> **PROBLEM STATEMENT**
Which of the lines in the listing that follows hold "graffiti"? Pull each one out.
INFORMATION PROVIDED below:
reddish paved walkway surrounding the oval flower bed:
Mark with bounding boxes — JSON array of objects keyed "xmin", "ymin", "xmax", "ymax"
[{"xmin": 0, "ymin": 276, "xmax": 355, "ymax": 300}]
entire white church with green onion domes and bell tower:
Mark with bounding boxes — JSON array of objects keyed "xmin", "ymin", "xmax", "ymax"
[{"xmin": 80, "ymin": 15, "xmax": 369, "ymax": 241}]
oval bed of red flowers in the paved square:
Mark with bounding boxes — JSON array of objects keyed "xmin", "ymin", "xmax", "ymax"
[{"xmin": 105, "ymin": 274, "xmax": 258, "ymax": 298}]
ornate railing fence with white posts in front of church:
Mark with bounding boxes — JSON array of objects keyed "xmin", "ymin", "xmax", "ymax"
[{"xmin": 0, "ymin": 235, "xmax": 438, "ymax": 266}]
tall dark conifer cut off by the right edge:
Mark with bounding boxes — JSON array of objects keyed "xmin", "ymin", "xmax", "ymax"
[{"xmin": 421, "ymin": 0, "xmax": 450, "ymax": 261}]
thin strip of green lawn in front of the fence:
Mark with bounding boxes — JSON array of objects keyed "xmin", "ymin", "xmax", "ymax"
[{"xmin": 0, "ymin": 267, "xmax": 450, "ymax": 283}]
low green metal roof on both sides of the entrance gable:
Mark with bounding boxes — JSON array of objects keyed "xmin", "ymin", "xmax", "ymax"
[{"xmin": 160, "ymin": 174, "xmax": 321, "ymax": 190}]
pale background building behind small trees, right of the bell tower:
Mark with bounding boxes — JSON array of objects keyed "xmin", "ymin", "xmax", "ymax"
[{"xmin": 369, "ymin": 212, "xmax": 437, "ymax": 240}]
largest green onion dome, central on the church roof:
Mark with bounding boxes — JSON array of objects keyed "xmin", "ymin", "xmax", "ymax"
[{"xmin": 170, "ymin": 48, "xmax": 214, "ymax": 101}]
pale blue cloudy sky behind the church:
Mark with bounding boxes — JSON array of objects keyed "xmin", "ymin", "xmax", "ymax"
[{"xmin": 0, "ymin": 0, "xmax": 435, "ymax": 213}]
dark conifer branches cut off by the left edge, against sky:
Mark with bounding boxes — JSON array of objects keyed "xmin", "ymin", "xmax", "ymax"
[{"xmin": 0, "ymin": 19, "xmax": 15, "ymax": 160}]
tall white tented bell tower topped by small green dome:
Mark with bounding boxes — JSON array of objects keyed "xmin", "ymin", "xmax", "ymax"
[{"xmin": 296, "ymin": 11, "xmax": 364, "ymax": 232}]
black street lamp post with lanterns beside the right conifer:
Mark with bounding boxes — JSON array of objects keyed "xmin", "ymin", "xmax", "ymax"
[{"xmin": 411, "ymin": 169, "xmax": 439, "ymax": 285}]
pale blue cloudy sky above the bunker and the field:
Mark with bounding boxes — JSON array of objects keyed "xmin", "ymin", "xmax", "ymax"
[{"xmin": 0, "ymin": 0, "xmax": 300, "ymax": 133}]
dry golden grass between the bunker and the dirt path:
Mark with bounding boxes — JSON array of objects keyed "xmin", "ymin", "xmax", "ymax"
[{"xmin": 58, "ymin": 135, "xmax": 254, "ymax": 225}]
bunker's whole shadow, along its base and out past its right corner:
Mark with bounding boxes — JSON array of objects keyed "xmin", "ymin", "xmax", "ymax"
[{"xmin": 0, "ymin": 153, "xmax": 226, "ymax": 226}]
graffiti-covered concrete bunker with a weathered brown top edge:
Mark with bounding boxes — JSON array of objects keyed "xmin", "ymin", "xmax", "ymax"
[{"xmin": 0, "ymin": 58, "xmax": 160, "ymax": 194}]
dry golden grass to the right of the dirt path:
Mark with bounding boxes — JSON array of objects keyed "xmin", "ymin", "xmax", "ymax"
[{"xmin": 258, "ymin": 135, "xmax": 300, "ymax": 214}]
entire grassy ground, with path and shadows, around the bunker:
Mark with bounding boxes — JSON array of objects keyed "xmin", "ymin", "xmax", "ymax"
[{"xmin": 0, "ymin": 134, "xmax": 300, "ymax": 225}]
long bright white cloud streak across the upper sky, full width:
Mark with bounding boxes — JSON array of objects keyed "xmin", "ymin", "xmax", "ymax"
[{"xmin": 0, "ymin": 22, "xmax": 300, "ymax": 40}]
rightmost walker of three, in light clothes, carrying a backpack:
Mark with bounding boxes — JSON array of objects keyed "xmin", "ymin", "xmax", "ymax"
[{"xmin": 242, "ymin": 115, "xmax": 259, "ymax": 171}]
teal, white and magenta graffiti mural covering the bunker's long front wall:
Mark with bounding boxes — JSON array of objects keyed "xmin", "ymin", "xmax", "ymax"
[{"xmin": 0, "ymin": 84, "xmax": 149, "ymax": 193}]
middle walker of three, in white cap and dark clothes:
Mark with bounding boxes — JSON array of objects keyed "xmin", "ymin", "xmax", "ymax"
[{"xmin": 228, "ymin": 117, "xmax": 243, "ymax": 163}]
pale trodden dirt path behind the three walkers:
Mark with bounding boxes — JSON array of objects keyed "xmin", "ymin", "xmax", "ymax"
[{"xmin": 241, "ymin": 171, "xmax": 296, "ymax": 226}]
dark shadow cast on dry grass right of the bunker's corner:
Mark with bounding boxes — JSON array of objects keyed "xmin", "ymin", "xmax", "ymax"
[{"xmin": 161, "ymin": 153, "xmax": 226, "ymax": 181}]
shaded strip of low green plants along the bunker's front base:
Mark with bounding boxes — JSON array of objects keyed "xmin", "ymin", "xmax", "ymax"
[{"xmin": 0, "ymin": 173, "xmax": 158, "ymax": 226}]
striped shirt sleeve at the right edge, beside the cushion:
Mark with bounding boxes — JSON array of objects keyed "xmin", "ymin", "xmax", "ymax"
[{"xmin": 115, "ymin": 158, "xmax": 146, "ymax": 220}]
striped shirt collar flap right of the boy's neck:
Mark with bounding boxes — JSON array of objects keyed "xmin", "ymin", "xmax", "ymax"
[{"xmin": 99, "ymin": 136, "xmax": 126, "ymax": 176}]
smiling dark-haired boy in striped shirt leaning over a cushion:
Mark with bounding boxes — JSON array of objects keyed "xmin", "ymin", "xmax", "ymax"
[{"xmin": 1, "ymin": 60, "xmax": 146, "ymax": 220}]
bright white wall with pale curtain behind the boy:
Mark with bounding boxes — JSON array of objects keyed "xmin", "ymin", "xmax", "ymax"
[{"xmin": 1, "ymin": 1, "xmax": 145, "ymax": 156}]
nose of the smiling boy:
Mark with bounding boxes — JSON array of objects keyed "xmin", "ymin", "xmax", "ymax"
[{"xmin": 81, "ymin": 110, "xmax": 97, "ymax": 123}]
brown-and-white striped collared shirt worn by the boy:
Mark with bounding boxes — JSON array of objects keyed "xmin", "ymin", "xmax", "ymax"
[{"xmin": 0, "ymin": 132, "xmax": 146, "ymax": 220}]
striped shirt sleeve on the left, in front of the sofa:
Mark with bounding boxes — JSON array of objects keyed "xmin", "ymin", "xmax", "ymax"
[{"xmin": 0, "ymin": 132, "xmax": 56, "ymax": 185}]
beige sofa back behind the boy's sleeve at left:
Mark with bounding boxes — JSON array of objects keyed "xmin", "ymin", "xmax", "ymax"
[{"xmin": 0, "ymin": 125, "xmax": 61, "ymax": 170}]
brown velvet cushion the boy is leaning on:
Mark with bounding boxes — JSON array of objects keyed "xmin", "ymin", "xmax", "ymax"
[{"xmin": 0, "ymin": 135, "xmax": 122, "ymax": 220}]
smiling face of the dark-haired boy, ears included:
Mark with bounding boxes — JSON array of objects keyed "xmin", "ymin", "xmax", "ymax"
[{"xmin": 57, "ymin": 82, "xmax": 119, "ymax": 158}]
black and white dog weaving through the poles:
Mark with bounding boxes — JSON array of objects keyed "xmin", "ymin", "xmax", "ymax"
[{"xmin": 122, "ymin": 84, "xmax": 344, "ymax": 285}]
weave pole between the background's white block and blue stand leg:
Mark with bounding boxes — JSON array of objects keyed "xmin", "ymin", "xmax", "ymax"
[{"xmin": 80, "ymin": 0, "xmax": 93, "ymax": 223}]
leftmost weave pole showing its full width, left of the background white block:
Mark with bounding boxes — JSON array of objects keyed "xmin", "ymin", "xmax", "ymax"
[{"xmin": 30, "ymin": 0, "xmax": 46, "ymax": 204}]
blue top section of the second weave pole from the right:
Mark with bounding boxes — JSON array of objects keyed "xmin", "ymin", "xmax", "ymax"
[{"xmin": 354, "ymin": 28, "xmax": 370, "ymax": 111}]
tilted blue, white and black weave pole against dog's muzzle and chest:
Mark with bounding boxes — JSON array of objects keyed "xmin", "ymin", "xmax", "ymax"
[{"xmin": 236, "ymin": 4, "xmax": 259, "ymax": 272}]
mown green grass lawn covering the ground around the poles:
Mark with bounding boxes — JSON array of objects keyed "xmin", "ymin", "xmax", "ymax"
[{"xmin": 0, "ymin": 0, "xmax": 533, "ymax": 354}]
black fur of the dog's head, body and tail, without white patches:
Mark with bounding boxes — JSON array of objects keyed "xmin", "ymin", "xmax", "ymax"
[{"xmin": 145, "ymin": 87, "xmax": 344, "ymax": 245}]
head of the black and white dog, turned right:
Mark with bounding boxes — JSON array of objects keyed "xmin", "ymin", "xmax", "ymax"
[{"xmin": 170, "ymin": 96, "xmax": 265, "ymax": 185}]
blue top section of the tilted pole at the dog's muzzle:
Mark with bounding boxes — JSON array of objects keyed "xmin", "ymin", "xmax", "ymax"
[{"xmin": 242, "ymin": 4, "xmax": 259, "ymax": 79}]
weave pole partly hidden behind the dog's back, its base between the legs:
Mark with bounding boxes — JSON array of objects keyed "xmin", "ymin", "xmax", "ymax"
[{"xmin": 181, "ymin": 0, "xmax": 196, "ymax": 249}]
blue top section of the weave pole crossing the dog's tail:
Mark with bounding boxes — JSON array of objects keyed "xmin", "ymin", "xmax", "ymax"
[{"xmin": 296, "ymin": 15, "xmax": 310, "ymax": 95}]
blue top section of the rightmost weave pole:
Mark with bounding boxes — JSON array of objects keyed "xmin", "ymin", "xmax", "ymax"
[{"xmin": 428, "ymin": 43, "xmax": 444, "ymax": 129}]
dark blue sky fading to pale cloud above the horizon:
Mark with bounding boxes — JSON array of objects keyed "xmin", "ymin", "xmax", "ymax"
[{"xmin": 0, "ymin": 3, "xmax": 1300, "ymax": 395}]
End of INFORMATION PROVIDED.
> **REPLY TO THE TASK**
graffiti-covered concrete bunker with a weathered brown top edge:
teal, white and magenta graffiti mural covering the bunker's long front wall:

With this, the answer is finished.